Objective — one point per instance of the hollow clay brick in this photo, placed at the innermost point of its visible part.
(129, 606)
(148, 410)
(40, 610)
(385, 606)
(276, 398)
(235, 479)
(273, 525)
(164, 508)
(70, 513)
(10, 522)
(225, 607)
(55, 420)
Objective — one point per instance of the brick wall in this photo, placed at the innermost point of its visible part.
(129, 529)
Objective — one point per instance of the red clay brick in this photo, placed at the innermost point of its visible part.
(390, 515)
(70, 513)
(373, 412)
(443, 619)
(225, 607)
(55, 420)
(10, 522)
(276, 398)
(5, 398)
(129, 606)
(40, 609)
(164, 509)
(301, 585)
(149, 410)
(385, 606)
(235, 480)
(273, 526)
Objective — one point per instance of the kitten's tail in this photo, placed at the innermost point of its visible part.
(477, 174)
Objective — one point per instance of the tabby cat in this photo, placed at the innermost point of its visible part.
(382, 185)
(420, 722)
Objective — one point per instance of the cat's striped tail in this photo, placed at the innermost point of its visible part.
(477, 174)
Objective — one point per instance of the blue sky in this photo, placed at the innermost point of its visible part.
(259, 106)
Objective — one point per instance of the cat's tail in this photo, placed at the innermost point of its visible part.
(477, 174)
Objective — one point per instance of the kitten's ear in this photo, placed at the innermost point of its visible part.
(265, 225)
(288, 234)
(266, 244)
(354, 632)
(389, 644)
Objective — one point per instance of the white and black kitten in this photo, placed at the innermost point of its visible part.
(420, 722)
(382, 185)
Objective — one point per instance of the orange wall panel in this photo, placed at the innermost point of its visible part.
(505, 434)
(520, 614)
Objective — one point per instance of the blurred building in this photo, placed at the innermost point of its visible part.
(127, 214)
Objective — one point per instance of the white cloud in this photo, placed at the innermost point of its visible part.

=======

# WHAT YOU WILL DO:
Rewrite the data above, switching every "innermost" to "most central" and leaving everything else unchanged.

# TASK OUTPUT:
Objective — one point per instance of the hollow clay brick in this photo, placed at the most central point of its visible part.
(129, 606)
(148, 410)
(40, 610)
(385, 606)
(276, 398)
(235, 479)
(273, 525)
(164, 508)
(70, 513)
(10, 522)
(225, 607)
(55, 420)
Objective — one point per instance of the brick wall in this photo, placed at the most central point of its visible part.
(129, 529)
Objective — one point per instance of the red clay brick in this photo, placed at the most central point of its visible part.
(390, 515)
(70, 513)
(373, 412)
(443, 619)
(225, 607)
(55, 420)
(10, 522)
(276, 398)
(5, 398)
(129, 606)
(40, 609)
(164, 509)
(301, 585)
(149, 410)
(385, 606)
(235, 480)
(273, 526)
Objective — one point per instance of the kitten's tail in this photo, placed at the most central point of its visible part.
(477, 174)
Objective — one point per instance of the tabby cat in this photo, placed at the most central point of its visible part.
(382, 185)
(420, 722)
Objective — one point per instance of the cat's striped tail in this photo, placed at the most central point of its visible part.
(477, 174)
Objective — one point per instance of the blue sky in this photo, placed at the most central point of its visible part.
(259, 106)
Objective — one point per instance of the cat's tail in this photo, placed at the most central point of its visible part.
(477, 174)
Objective — one point per instance of the kitten's ear in this photo, placed at the most central point of its visible part.
(265, 225)
(288, 234)
(266, 244)
(354, 632)
(389, 644)
Objective — one point per instance of the white and black kitten in this photo, placed at the most central point of its visible part.
(420, 722)
(382, 185)
Objective — one point per instance of the orange wall panel in this photo, placed at the most central point of its visible part.
(505, 434)
(520, 614)
Objective — one point per instance of the blurred building in this photo, placed at the most central point of its visible part.
(127, 214)
Objective — one point per instance of the white cloud in this photo, placed at the most central point of its visible part.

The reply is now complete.